*Page excerpt*.
☆ ☆ ☆
That was like 10 or something out of close to 100 different use cases around Uber where ML is being used. Over the last three years, we built a platform called Michelangelo, which supports the majority of those use cases. We'll talk a bit now about the philosophy of the platform, and the first version and what it covers.

So the overall mission of my team is to build software and tools that will enable data scientists and engineers around the company to kind of own the end-to-end to deploy and operate these ML solutions that we just saw before, and to do it at full Uber scale. There's a big death experience component to that, because you want to empower the same person to own the end-to-end, from the idea and the prototyping of the model, all the way through deployment and production. The more you can have one person own that process, the faster you can move through it and modeling, word being very iterative, the faster you can move through things has a compounding effect, because there are lots of cycles as you experiment with new models.

We had a blog post recently. In addition to technology, there's been a lot of organizational and process aspects to ML Uber. They've been quite important in making it work well at scale, in terms of the system scale, but also the organizational scale. There's a blog post we put out recently that describes a bunch of this.

V1 of ML at Uber was really just to enable people to do it. That's been quite successful and powerful. But it wasn't always the easiest thing. V2 is more around how do we improve developer productivity and experience, and increase the velocity of modeling work and deployment work. Again, to facilitate innovation.
☆ ☆ ☆
*Exercise goal*.
Write the next few paragraphs of the talk excerpt on Uber's Michelangelo machine learning platform, picking up right after its final sentence.

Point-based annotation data
☆ ☆ ☆
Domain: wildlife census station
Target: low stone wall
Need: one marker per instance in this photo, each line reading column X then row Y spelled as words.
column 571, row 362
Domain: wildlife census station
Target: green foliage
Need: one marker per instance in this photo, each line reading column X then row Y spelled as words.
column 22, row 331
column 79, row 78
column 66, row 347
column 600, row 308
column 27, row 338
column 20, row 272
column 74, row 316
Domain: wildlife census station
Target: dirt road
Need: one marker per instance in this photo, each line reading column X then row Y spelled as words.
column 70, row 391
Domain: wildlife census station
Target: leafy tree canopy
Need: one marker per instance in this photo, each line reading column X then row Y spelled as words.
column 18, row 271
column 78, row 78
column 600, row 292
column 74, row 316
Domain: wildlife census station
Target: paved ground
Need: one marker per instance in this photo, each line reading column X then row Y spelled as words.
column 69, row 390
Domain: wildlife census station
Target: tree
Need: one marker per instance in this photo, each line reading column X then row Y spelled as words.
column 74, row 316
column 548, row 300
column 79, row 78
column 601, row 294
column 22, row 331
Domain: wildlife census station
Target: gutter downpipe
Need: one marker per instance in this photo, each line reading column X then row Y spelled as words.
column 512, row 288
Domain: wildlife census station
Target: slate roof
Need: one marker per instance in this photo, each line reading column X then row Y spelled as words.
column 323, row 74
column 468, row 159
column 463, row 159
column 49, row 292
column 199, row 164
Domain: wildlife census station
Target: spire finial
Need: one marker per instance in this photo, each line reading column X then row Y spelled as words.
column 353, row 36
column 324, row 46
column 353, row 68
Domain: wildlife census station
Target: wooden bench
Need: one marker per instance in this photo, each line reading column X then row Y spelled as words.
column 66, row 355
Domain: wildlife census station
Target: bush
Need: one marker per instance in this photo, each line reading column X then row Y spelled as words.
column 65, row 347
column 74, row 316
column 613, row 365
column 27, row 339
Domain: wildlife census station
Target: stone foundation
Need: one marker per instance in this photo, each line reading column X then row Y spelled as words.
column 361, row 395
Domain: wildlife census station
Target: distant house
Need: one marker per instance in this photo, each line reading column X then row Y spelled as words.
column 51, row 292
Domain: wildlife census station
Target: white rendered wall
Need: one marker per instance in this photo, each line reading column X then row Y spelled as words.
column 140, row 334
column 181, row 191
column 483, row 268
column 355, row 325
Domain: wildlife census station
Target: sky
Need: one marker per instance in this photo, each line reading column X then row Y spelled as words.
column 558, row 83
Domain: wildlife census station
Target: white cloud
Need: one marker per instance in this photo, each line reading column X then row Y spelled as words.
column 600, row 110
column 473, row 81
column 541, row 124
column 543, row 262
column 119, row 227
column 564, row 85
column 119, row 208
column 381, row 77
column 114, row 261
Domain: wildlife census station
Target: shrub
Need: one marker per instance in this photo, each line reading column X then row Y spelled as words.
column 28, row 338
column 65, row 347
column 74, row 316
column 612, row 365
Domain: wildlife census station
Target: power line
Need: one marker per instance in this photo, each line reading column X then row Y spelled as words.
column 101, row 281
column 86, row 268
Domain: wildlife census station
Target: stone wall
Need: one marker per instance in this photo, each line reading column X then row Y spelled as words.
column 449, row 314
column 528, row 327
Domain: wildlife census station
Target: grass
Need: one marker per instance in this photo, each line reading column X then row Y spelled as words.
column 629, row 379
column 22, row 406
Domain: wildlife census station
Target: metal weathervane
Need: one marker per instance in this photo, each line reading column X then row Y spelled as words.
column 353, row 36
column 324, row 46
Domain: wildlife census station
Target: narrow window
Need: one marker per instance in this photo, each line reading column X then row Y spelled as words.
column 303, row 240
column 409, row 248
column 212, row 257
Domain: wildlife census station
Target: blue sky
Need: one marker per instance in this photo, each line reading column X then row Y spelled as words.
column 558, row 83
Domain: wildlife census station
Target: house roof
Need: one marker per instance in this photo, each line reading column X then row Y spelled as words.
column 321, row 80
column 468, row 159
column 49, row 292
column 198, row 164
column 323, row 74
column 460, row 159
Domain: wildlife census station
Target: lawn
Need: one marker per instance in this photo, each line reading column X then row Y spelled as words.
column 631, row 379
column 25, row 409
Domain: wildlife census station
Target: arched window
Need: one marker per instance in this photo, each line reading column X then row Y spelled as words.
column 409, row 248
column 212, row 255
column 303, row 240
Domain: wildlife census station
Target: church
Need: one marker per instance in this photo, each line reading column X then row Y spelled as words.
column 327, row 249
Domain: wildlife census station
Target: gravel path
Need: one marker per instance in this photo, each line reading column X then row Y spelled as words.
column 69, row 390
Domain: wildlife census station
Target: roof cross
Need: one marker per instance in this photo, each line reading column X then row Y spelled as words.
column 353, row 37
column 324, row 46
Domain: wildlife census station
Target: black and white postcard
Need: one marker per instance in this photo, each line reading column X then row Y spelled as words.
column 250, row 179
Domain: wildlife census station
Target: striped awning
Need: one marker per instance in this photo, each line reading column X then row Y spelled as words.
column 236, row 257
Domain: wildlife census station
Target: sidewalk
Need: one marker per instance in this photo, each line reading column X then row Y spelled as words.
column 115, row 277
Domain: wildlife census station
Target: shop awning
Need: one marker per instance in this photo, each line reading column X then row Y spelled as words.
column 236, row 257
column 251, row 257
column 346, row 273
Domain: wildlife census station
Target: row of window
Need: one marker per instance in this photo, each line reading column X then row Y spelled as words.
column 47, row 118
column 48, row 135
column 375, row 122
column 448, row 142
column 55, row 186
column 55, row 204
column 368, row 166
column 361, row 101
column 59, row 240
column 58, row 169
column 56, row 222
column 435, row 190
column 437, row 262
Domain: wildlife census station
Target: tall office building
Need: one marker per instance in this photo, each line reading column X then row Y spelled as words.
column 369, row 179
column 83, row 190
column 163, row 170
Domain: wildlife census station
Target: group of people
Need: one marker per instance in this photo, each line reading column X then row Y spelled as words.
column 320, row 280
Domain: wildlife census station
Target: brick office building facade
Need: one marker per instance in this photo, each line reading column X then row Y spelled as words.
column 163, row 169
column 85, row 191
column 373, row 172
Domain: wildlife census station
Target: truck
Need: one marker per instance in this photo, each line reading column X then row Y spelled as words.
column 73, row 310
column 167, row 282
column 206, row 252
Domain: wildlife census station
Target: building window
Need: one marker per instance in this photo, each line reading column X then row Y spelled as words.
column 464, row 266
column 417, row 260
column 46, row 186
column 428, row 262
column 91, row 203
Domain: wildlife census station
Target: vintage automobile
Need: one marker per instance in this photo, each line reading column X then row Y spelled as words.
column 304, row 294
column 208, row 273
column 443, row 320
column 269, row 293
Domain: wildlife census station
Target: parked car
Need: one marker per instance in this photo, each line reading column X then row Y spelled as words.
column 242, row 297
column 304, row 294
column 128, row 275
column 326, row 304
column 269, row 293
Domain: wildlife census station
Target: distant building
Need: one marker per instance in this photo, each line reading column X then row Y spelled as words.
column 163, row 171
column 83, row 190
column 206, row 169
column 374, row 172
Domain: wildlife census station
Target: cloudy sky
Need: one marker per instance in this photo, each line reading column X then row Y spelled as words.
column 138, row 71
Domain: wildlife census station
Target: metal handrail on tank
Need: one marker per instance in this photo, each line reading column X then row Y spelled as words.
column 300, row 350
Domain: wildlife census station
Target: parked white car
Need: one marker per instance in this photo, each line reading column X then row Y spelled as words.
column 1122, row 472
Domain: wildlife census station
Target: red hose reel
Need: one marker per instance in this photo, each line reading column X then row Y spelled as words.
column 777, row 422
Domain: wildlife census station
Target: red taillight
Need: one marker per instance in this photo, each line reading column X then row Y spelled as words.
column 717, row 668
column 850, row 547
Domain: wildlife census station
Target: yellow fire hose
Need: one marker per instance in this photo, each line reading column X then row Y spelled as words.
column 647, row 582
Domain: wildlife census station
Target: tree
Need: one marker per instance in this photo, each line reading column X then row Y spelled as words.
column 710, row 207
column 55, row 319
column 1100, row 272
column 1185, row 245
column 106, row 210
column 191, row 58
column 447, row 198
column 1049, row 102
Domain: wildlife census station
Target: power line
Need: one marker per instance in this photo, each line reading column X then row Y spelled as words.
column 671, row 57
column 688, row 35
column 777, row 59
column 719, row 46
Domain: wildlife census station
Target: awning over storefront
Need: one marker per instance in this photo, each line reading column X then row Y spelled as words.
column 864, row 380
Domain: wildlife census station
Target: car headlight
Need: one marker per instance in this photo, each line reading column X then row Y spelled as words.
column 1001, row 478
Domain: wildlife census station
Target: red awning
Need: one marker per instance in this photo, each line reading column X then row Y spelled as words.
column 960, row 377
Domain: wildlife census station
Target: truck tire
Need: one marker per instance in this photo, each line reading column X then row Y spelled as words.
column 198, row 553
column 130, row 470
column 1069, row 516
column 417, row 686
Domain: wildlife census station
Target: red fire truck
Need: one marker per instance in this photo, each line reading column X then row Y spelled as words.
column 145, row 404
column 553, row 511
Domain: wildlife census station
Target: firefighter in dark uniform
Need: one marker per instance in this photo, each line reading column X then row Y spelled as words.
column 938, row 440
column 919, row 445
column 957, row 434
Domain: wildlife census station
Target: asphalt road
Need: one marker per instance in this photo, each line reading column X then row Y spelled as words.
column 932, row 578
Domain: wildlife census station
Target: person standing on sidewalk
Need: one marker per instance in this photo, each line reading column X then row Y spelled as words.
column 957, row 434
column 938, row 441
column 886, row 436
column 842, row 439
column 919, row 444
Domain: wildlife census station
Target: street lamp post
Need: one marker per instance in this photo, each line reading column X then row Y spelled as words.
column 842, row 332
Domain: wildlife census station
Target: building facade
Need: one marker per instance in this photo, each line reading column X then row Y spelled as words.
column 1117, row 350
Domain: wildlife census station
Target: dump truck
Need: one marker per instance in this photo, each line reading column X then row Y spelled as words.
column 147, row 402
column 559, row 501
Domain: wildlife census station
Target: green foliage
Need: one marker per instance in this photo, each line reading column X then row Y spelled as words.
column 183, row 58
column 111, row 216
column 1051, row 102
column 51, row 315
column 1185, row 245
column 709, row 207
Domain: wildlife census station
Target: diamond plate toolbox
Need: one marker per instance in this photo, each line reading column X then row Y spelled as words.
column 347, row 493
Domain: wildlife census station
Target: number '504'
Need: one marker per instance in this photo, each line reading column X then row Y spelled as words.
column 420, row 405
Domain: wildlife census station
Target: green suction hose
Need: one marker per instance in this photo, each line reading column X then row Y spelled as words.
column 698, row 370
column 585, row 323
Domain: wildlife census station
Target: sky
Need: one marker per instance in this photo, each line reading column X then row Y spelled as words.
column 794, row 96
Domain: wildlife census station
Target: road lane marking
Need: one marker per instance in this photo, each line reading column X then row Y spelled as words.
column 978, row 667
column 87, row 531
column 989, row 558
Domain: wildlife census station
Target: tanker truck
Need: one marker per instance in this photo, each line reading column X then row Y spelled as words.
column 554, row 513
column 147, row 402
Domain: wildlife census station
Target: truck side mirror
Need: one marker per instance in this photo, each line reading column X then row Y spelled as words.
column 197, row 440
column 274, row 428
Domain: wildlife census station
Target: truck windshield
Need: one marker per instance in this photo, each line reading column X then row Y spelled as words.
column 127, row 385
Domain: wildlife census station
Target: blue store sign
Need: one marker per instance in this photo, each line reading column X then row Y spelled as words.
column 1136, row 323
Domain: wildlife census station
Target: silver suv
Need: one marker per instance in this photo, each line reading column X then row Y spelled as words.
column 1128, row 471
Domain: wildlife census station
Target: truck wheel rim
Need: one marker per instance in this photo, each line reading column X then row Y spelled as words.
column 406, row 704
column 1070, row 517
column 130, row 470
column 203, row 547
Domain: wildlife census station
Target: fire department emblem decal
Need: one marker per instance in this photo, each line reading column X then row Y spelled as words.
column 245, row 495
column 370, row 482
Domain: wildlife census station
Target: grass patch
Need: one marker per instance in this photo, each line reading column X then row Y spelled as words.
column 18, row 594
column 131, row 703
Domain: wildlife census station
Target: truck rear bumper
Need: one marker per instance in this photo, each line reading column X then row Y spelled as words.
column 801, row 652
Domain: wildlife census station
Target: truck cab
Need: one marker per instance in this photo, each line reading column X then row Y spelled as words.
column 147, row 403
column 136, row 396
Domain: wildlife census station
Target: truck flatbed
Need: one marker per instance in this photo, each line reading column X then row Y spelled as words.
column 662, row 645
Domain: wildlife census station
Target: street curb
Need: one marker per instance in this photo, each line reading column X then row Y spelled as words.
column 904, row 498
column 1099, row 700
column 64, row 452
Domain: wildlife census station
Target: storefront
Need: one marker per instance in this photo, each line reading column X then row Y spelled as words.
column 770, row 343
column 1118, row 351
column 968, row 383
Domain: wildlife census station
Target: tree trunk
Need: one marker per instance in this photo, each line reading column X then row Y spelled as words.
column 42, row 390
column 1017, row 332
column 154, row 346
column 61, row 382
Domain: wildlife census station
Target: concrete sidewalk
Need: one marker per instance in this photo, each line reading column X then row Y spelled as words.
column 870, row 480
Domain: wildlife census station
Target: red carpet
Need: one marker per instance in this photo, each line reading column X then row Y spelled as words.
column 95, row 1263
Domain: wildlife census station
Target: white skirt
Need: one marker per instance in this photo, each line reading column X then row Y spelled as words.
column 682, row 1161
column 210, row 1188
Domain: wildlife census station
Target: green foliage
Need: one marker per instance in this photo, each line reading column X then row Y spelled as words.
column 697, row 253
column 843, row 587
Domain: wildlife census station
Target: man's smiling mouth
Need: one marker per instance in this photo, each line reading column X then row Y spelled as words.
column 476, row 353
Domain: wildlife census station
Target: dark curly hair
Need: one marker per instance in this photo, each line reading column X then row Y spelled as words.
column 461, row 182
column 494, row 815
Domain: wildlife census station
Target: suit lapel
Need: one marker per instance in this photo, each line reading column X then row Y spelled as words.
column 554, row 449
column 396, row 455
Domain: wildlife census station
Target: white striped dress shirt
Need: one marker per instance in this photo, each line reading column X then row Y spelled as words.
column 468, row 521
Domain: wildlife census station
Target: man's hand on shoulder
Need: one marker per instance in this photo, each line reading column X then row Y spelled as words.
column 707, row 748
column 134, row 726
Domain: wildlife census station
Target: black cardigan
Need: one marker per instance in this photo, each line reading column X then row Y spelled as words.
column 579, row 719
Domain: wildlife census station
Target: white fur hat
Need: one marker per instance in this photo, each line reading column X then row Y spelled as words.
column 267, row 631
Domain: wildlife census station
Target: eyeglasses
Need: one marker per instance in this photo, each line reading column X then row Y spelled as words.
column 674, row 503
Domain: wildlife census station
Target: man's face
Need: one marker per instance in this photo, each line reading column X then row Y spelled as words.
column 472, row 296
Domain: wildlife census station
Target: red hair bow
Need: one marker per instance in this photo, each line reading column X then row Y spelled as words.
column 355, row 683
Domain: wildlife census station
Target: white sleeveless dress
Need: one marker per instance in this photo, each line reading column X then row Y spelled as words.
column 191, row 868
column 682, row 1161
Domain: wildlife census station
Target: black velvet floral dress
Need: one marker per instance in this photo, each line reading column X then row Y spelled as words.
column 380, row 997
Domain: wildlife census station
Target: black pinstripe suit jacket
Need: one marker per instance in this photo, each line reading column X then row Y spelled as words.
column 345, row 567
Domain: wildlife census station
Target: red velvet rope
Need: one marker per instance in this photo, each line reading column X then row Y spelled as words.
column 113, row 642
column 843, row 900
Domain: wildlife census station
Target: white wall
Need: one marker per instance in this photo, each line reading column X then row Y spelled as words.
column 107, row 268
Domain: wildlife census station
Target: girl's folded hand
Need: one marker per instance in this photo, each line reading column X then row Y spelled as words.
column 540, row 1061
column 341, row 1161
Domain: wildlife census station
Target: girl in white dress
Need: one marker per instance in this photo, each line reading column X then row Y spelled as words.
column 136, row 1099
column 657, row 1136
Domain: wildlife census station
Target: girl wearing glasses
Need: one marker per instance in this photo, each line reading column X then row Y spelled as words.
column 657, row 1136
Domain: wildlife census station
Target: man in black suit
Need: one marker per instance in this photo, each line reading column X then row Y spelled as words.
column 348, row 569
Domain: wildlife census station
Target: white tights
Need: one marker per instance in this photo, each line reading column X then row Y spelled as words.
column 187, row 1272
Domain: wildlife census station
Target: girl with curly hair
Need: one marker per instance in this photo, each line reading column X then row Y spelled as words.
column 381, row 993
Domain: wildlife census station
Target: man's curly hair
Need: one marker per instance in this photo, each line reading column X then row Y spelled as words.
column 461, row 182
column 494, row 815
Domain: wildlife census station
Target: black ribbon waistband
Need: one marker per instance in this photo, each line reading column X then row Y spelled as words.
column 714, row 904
☆ ☆ ☆
*Answer below*.
Enable ML at Scale

This is a walk-through of the platform, the first verse of the platform, and then we'll talk about the things we're doing now to make it better and faster. One of the early hypotheses that we had, or a vision around the platform, was that Machine Learning is much more than just training models, that there's a whole end-to-end workflow that you have to support to make it actually work well. It starts with managing data, and this actually in most cases ends up being the most complicated part of the process. You have to manage the data sets they use for training the model, which is the features and the labels, and it has to be accurate. You have to build a manager for training and retraining. And then when you deploy the model, you have to get that same data to the model in production.

At Uber, most models are deployed into a real-time prediction service for request response-based predictions. Many times, the data that you need for the model is sitting in Hadoop somewhere. You have to wire up the pipelines running analytical queries against historical data, and then delivering that into a key-value store where the model can read it. A lot of complicated pipelines for getting the right data delivered to the right time and place for the model to use it at scoring time.

Training models. Obviously, you have to actually train the models, we do a bunch there. Model evaluation, modeling work is very iterative, and so you want to be able to have good tools for comparing models and finding out which ones are good or not. Deployments. Once you have a model that you like, you want to be able to click a button or call an API and have it deployed out across your serving infrastructure. And then making predictions, that's the obvious part. Then, monitoring is interesting in that you train models against historical data, you evaluate against historical data. And then when you deploy a model in production, you then don't actually know if it's doing the right thing anymore, because you're seeing new data against the model. So being able to monitor the accuracy of predictions going forward in time becomes quite important.

What we found is that the same workflow applies across all sorts of, or most, of the ML problems we've seen, from traditional trees and linear models to deep learning, supervised and unsupervised, online learning where you're learning more continuously, whether you're deploying a model in a batch pipeline or online or on a mobile phone. And then even as we saw in that marketplace case, it works for classification regression, but also for time series forecasting. For all these things, the same basic workflow holds true, and so we spent time building out a platform to support these things.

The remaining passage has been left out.